-- start Material shown --

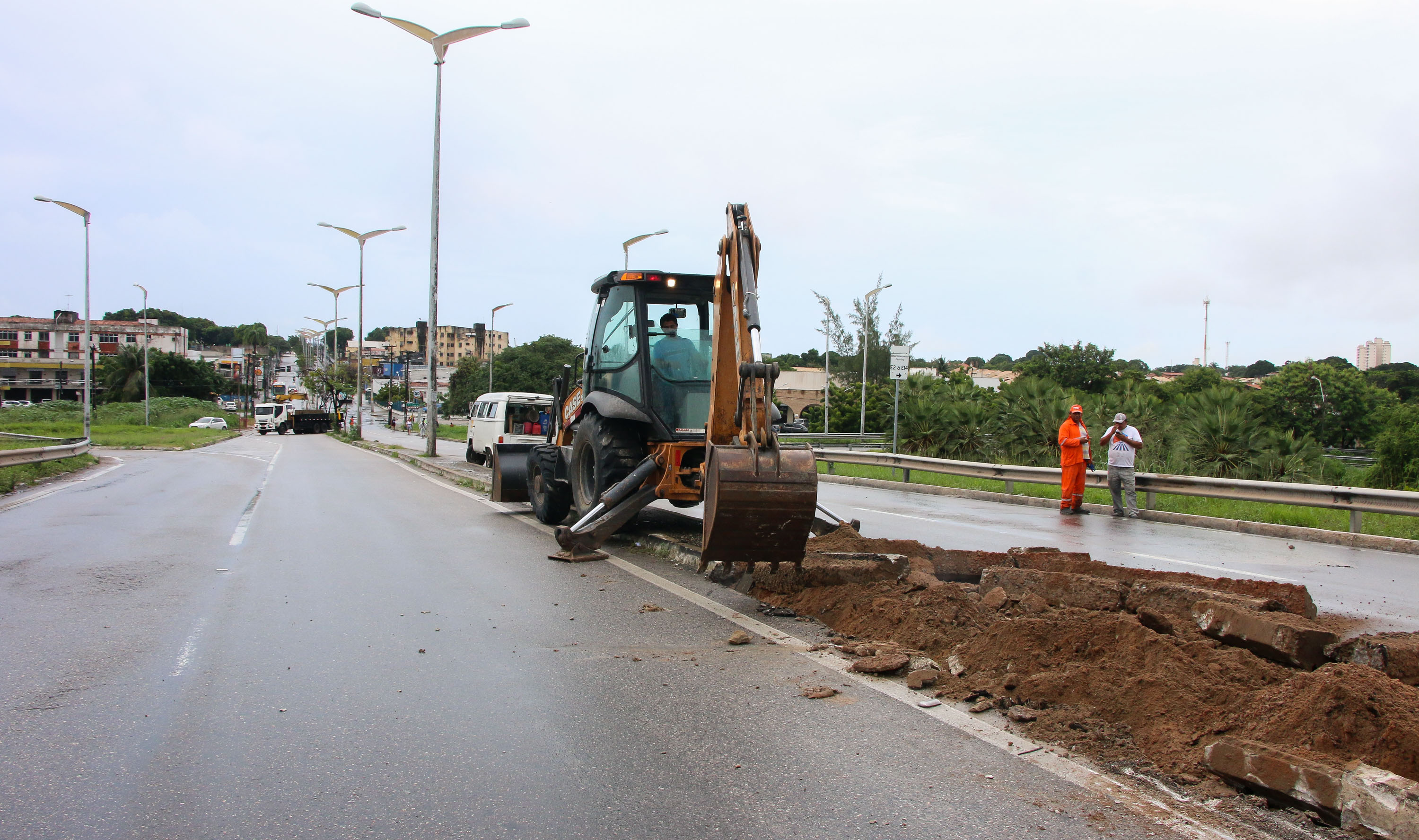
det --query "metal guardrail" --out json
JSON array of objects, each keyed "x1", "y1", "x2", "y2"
[
  {"x1": 816, "y1": 448, "x2": 1419, "y2": 531},
  {"x1": 0, "y1": 431, "x2": 92, "y2": 467}
]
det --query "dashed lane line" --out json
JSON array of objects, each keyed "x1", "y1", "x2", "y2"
[
  {"x1": 352, "y1": 447, "x2": 1239, "y2": 840},
  {"x1": 227, "y1": 443, "x2": 285, "y2": 545},
  {"x1": 1124, "y1": 552, "x2": 1300, "y2": 583}
]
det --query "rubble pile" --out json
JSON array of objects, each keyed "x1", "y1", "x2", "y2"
[{"x1": 741, "y1": 528, "x2": 1419, "y2": 795}]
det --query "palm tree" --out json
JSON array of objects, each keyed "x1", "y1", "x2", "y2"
[{"x1": 101, "y1": 346, "x2": 143, "y2": 403}]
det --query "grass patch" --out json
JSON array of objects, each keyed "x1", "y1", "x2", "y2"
[
  {"x1": 438, "y1": 423, "x2": 468, "y2": 441},
  {"x1": 0, "y1": 447, "x2": 98, "y2": 494},
  {"x1": 0, "y1": 397, "x2": 238, "y2": 450},
  {"x1": 817, "y1": 461, "x2": 1419, "y2": 539}
]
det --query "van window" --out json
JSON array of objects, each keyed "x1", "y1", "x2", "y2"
[{"x1": 502, "y1": 402, "x2": 548, "y2": 434}]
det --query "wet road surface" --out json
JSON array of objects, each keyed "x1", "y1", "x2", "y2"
[{"x1": 0, "y1": 436, "x2": 1165, "y2": 839}]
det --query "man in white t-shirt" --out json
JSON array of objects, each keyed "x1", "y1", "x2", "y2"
[{"x1": 1100, "y1": 411, "x2": 1144, "y2": 519}]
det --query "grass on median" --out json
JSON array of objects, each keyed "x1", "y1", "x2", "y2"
[
  {"x1": 0, "y1": 457, "x2": 98, "y2": 494},
  {"x1": 817, "y1": 461, "x2": 1419, "y2": 539}
]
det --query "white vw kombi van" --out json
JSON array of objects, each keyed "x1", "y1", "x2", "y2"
[{"x1": 465, "y1": 392, "x2": 552, "y2": 464}]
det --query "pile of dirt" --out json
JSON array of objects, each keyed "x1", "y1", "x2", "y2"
[{"x1": 752, "y1": 528, "x2": 1419, "y2": 783}]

-- end Material shown --

**Problem:** List every line of the entries above that contains the word "white", copying each line in full.

**Full output:**
det --query "man in white t-shirt" --out json
det --query "white vw kombi van" --out json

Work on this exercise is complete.